WHAT YOU WILL DO » Rewrite the items below with "broken chocolate bar" changed to "cracked candy bar", leaving every other word as it stands.

## START RECORDS FOR PROCESSING

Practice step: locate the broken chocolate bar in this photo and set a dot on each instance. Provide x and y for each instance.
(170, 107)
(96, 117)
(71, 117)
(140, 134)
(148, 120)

## END RECORDS FOR PROCESSING

EXERCISE ANSWER »
Practice step: locate the cracked candy bar in this photo and set a dot on each instance. Provide x and y for each instance.
(170, 107)
(96, 117)
(71, 117)
(140, 134)
(148, 120)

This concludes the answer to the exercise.